DIRECTIVE 1 — Echo the passage of the budget interview that begins at the words "CHALMERS: We will" and stops after "of a choice?".
DIRECTIVE 2 — Proceed with the budget interview transcript, writing what comes next after its final sentence.

SOURCE EXTRACT —
☆ ☆ ☆ ☆

CHALMERS: We will be constrained in what we can do in the budget, and that means we've got to do things which get us maximum bang for buck, maximum effectiveness. When it comes time to pay back some of this debt, we want to make sure that the most vulnerable people aren't carrying a disproportionate load when it comes to that.
 
AUSTIN: What do we do about it? You often get the feeling that federally Labor wants us to spend more money all the time, some also of the state level, while the Government or the Liberal Party sound like a bunch of cold-hearted accountants. Both of them are stereotypes, obviously, but you have these two opposing views. One person says, we need to watch every cent, whereas Labor seems to say, well no we should be spending more on programs and the like. Doesn't seem like much of a choice?
 
CHALMERS: It's not that simple. These characters in Government at the moment are no strangers to wasting money. You know, sports rorts and a range of other ways that they've wasted money. To be to be fair to both parties it comes down to priorities. We want money invested more effectively. We've even proposed during this crisis ways that perhaps they could find money to include more people in JobKeeper by not paying the person who's making $100 a week, all of a sudden making $750 a week. We've been constructive on that front too. We think that public money should be really responsibly invested and that means understanding your priorities. Our priorities will always be a more inclusive type of economic growth which creates good jobs for people. Whatever the Liberal model is, you can ask them about that, but for seven years now it's been a recipe for pretty weak growth, lots of underemployment, insecure work, stagnant wages, flatlining productivity, and hardly any business investment. We hope they don't go back to the model which is failed us to here.

☆ ☆ ☆ ☆

RECORDS SHOWN —

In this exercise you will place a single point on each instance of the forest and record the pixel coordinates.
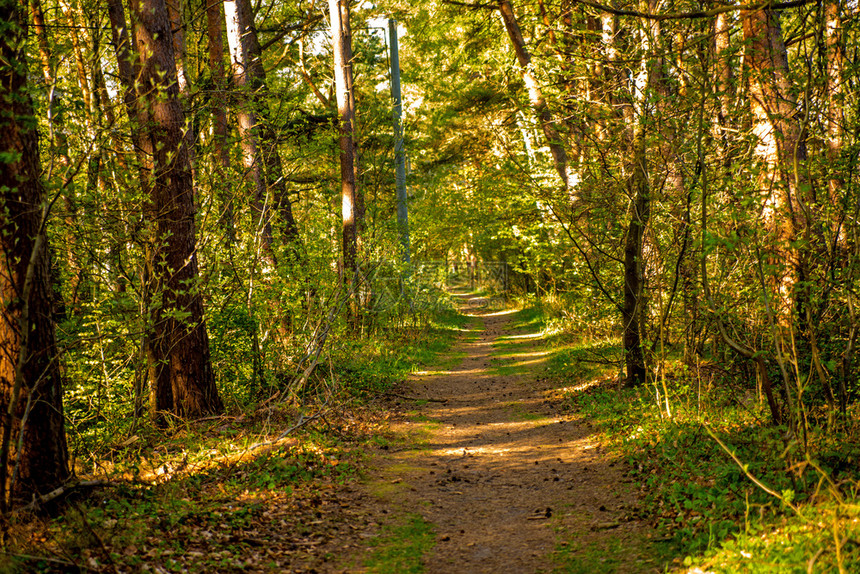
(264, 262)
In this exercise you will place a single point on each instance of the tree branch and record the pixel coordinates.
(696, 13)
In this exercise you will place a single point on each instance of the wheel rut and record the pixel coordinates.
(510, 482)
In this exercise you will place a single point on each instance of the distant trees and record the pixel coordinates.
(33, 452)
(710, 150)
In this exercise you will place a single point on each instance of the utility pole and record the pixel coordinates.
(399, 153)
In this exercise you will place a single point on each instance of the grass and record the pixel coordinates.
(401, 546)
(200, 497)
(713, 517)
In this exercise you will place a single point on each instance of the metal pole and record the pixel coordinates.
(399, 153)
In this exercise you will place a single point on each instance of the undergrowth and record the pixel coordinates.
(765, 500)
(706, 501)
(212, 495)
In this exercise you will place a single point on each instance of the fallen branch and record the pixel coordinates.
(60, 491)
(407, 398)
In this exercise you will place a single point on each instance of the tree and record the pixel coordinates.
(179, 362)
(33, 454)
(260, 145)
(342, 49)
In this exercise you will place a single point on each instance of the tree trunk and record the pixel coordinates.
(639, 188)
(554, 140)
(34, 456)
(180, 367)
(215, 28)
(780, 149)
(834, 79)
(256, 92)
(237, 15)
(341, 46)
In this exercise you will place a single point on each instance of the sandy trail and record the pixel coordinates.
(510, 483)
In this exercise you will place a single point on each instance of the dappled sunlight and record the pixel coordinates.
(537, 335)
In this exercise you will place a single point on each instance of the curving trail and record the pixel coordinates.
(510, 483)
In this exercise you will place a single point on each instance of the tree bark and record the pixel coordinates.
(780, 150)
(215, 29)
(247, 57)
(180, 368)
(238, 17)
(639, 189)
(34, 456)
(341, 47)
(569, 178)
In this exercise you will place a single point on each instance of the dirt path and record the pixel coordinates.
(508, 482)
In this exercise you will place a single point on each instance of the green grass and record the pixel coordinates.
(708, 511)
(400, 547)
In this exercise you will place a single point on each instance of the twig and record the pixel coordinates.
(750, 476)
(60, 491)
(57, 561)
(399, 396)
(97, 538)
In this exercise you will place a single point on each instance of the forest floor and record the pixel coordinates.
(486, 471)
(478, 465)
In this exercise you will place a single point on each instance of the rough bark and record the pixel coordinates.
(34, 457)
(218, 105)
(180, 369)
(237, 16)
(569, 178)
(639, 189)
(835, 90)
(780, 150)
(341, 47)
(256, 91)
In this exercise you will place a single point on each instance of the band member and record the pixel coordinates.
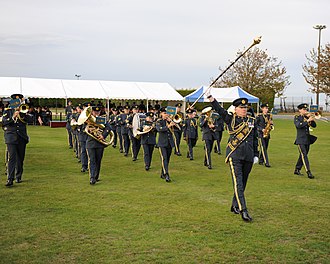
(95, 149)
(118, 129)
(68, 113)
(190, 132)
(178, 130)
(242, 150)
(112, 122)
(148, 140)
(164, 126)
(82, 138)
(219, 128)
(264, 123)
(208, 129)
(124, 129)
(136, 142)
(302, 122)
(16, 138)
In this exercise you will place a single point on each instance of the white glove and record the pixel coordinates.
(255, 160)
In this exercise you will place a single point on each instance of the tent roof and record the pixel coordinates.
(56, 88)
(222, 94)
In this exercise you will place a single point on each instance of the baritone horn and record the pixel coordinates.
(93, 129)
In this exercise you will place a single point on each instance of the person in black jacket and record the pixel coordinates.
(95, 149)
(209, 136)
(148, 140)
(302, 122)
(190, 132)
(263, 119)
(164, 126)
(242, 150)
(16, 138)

☆ ☆ ☆ ☆

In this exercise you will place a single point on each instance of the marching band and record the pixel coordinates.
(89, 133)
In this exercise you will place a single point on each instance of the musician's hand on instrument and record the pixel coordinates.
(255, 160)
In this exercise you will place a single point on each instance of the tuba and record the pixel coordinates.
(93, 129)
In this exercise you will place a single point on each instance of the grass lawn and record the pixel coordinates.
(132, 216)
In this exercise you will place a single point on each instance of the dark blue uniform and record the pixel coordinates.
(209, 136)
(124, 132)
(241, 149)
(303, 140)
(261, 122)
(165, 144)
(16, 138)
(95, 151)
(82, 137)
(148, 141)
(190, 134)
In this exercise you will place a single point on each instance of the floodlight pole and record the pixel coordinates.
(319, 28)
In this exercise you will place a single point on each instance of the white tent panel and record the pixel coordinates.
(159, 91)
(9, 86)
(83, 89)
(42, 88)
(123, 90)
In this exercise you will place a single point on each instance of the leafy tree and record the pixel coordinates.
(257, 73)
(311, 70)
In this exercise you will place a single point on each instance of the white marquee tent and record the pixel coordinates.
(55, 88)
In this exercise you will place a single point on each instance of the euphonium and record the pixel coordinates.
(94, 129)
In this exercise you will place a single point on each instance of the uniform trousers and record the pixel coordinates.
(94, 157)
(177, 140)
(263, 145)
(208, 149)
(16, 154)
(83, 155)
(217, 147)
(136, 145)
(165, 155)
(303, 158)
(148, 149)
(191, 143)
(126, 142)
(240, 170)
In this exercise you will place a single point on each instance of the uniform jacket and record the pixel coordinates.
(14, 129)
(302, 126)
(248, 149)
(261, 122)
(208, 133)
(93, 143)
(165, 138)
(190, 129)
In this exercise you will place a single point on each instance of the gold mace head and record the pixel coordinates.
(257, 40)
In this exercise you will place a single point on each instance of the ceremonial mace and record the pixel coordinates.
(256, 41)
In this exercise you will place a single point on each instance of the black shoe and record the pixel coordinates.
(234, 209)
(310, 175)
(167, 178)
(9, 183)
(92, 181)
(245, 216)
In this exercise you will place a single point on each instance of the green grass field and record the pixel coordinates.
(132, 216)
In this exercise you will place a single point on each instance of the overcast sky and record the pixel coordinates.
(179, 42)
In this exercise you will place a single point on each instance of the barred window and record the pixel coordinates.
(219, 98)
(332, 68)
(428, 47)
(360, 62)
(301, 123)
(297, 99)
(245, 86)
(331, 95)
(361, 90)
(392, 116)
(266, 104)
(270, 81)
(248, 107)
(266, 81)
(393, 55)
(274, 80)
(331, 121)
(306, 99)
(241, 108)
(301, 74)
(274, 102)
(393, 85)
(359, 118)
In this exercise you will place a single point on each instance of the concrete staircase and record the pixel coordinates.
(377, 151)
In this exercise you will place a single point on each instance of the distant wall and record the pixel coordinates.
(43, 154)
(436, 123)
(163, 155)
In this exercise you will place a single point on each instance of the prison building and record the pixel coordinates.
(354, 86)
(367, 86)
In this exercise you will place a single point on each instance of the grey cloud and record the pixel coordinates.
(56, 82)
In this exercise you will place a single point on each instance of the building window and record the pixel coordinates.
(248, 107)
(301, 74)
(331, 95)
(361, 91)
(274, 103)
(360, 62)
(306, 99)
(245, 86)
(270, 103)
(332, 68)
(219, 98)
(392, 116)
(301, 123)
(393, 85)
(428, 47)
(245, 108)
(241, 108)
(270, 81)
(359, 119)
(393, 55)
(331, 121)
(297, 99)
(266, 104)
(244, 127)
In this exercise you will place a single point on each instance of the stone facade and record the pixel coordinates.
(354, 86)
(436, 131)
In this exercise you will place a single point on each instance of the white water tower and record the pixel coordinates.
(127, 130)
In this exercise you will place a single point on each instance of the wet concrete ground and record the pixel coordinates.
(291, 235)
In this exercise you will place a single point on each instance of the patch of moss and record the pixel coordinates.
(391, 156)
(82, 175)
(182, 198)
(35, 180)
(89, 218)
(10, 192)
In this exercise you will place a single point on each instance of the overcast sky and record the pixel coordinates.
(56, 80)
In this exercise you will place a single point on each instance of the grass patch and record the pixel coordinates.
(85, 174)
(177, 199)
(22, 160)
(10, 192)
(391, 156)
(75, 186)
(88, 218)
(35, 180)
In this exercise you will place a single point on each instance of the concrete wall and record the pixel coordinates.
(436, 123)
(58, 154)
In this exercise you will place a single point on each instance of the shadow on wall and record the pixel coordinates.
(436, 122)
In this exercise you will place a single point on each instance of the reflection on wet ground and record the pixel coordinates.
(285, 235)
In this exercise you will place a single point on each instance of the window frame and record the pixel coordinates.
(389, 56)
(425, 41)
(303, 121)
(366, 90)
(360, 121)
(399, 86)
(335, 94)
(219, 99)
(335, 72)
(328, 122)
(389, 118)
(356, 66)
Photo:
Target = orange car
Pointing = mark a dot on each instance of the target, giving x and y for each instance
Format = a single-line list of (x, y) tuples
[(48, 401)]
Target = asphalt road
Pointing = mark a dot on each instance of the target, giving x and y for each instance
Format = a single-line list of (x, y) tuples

☆ ☆ ☆ ☆

TASK RESULT 1 —
CHALMERS: We will be constrained in what we can do in the budget, and that means we've got to do things which get us maximum bang for buck, maximum effectiveness. When it comes time to pay back some of this debt, we want to make sure that the most vulnerable people aren't carrying a disproportionate load when it comes to that.
 
AUSTIN: What do we do about it? You often get the feeling that federally Labor wants us to spend more money all the time, some also of the state level, while the Government or the Liberal Party sound like a bunch of cold-hearted accountants. Both of them are stereotypes, obviously, but you have these two opposing views. One person says, we need to watch every cent, whereas Labor seems to say, well no we should be spending more on programs and the like. Doesn't seem like much of a choice?

TASK RESULT 2 —
 
AUSTIN: My guest is Jim Chalmers. Any revelations or surprises in the Queen's Birthday Honours announcements?
 
CHALMERS: I don't know about surprises. It's good to see people recognised but it's especially good to see those people recognised who might not otherwise be so well known. I'm sure it's the same in your neighbourhood where you're from. It's lovely to see the people who are operating at a grassroots level. They're not necessarily famous people but maybe they've volunteered for 50 years or something like that. I always look out for those kinds of stories. I think those stories are uplifting. 
 
AUSTIN: Thanks for your time.
 
CHALMERS: Thank you, Steve.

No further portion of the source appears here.